Data
Content starts
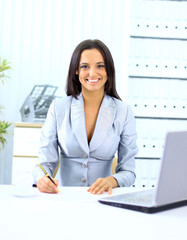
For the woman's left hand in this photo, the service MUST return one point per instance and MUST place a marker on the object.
(103, 184)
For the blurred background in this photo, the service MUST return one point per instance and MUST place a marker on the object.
(148, 41)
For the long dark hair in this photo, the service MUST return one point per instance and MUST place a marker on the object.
(73, 85)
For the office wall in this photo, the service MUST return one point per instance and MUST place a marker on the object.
(38, 38)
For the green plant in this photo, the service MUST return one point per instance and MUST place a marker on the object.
(4, 66)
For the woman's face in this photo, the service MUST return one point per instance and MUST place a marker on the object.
(92, 71)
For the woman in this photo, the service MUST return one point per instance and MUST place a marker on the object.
(88, 126)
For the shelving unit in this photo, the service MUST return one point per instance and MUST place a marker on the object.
(157, 86)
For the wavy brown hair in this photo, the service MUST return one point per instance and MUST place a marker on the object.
(73, 85)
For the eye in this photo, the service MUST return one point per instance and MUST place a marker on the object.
(101, 66)
(84, 66)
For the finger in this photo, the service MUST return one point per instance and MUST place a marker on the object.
(105, 187)
(45, 185)
(94, 185)
(102, 185)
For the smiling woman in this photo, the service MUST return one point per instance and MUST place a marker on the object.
(91, 71)
(89, 126)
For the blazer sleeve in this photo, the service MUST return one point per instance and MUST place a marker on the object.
(48, 155)
(127, 149)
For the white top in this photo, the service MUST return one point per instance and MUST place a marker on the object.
(75, 214)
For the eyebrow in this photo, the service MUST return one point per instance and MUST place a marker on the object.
(88, 63)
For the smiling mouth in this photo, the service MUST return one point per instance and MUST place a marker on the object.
(93, 80)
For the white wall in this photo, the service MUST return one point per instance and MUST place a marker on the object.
(38, 38)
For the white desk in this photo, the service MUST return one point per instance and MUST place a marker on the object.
(75, 214)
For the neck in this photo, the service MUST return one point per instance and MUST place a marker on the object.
(93, 98)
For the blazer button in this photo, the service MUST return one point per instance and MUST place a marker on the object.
(83, 180)
(84, 165)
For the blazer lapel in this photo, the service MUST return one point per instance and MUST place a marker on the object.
(104, 123)
(78, 122)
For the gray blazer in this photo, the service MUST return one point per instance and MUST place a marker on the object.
(81, 163)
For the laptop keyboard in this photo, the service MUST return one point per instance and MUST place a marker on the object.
(142, 200)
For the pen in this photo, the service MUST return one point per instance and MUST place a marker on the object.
(47, 175)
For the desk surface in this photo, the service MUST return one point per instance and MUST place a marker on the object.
(75, 214)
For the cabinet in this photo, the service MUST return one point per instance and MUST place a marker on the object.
(157, 83)
(25, 152)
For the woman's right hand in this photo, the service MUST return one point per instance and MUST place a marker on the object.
(45, 185)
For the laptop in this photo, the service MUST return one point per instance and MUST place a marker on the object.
(171, 188)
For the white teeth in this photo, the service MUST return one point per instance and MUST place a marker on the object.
(93, 80)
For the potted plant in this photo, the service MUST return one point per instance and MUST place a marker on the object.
(6, 147)
(4, 66)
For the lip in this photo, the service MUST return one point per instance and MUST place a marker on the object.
(93, 81)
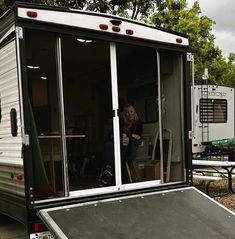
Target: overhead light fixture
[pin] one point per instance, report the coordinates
(33, 67)
(84, 40)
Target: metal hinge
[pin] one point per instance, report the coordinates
(190, 134)
(19, 32)
(26, 139)
(190, 57)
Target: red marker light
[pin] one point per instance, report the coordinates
(129, 32)
(116, 28)
(103, 27)
(32, 14)
(179, 40)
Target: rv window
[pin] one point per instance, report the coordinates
(0, 110)
(13, 116)
(213, 111)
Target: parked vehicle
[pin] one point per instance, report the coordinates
(64, 78)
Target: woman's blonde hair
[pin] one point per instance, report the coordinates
(135, 113)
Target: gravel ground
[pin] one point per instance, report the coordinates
(219, 191)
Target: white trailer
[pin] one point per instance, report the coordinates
(212, 115)
(64, 77)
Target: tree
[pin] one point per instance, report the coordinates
(171, 14)
(174, 14)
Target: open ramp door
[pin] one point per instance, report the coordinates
(182, 214)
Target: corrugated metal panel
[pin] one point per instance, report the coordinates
(6, 22)
(11, 161)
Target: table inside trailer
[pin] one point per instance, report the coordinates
(181, 213)
(221, 167)
(52, 143)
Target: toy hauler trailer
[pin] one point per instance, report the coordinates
(64, 75)
(213, 120)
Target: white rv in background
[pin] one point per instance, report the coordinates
(212, 115)
(65, 76)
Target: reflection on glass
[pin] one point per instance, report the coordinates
(45, 138)
(138, 87)
(88, 112)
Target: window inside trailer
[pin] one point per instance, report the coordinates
(80, 94)
(44, 114)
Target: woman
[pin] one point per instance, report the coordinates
(131, 131)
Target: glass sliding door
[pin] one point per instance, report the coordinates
(44, 114)
(88, 112)
(171, 77)
(102, 114)
(138, 104)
Content ends
Task directions
Could you write out the records again exactly, without any of their pictures?

Written solution
For the woman's left hand in this photo, the service MUST return one point per instance and MUST place a marker on the object.
(103, 184)
For the blurred background in this photo, the service MUST return one point per instance and MUST place a marker on the object.
(148, 41)
For the long dark hair in this photo, the service MUST return one point per instance and MUST place a marker on the object.
(73, 85)
For the office wall in this photo, the service MUST return one point per instance and MUST place a marker on the object.
(38, 38)
For the green plant in this photo, the service MUST return one point per instance and MUST place a marker on the object.
(4, 66)
For the woman's face in this photo, the service MUST return one point per instance and MUST place a marker on the object.
(92, 71)
For the woman in this photo, the service MUST return one point per instance and MUST place a marker on the object.
(88, 126)
For the shelving unit in this photo, the service MUST return one point per instance and MUST place a marker on the object.
(157, 86)
For the wavy brown hair in this photo, the service MUST return one point per instance and MUST place a marker on the object.
(73, 85)
For the eye in this photo, the service MUST return one point per instance and MUST place a marker on the object.
(101, 66)
(84, 66)
For the finger in this photo, the service MUST return one point per instance and MUST place a marker on the object.
(105, 187)
(45, 185)
(94, 185)
(102, 185)
For the smiling woman in this photo, the service MUST return one point per instance and MUST place a marker on the object.
(91, 71)
(89, 126)
For the blazer sleeve in this photo, the service MUST return one point per instance and MUST place a marker on the object.
(48, 155)
(127, 149)
For the white top in this photo, the service MUST return one point per instance and MUST place a marker on the object.
(75, 214)
For the eyebrow in this photo, the service MUST return one point per instance and MUST place a marker on the object.
(88, 63)
For the smiling mouth in this photo, the service MUST return one point per instance and MUST place a marker on the object.
(93, 80)
For the white wall in this photo, the service MUST return one point per instance and MUST place a marker on the object.
(38, 38)
For the white desk in this photo, the service MUST return one point per instance and MUST place a marker on the object.
(75, 214)
For the neck in this photo, the service MUST return one point per instance and MUST place a marker on the object.
(93, 98)
For the blazer button in this photo, the service MUST return one point per instance and MUST place a marker on the object.
(83, 180)
(84, 165)
For the blazer lapel in this photo, the service MUST return one point per instance and MUST place a marker on the object.
(104, 123)
(78, 122)
For the gray blazer in this photo, the service MUST return one point per instance and MUST place a marker on the object.
(81, 163)
For the laptop keyboard in this photo, the service MUST return one point per instance and MUST place a marker on the object.
(142, 200)
For the pen in this photo, the service MUST return one point per instance and MUST place a marker on the object.
(47, 175)
For the desk surface in this photo, the service MUST return one point per instance and MUST place a marker on the object.
(75, 214)
For the cabinet in this photo, the service MUST return one point per instance and MUST place a marker on the object.
(157, 83)
(25, 152)
For the woman's right hand in this photo, the service MUST return one point per instance and MUST place a marker on the object.
(45, 185)
For the laptop in this photo, the service MUST return one point per instance and MUST place a marker on the object.
(171, 188)
For the white teeth in this photo, the service MUST return one point per instance and MUST place a marker on the object.
(93, 80)
For the potted plant in this photo, the service MUST return one point per instance and MUST place a marker on the object.
(6, 147)
(4, 66)
For the lip in this photo, the service MUST return one point per instance and MUST place a marker on the object.
(93, 81)
Target: overhead light fixture
[pin] one point per instance, report the coordinates
(33, 67)
(84, 40)
Target: metal hinge
[pin] one point per instance, report the coordinates
(190, 134)
(19, 32)
(26, 139)
(190, 57)
Target: red marker light
[pin] one point per instance, report the coordinates
(129, 32)
(116, 28)
(103, 27)
(32, 14)
(179, 40)
Target: rv window
[pin] one point per instance, report the coordinates
(0, 110)
(13, 116)
(213, 111)
Target: parked vehicle
[pin] one point per instance, report the coordinates
(64, 78)
Target: woman's blonde hair
[pin] one point per instance, report the coordinates
(135, 113)
Target: gravel ground
[pin] one point per instance, report the coordinates
(219, 191)
Target: white trailer
[pin] one point per instance, report the coordinates
(212, 115)
(64, 77)
Target: tree
[pin] one point per instance, report the coordinates
(171, 14)
(174, 14)
Target: open ramp door
[pin] one point per instance, report the coordinates
(182, 214)
Target: corrugated metal panel
[pin] one point per instance, report the coordinates
(6, 22)
(11, 161)
Target: table inside trailer
[pin] one point per instance, report the coordinates
(181, 213)
(221, 167)
(52, 143)
Target: toy hauler trailer
[pin] one point per instance, report the coordinates
(64, 75)
(213, 120)
Target: white rv in background
[pin] one point per instance, report the coordinates
(212, 115)
(65, 76)
Target: reflection on glass
[pin] one point per instance, report the coordinates
(45, 138)
(138, 87)
(88, 112)
Target: window inside trailer
[pin] one point per instance, report the coordinates
(80, 94)
(44, 114)
Target: woman
[pin] one point per instance, report the coordinates
(131, 131)
Target: glass sliding door
[pin] one point per instance, report the coordinates
(44, 114)
(88, 112)
(171, 77)
(102, 114)
(138, 104)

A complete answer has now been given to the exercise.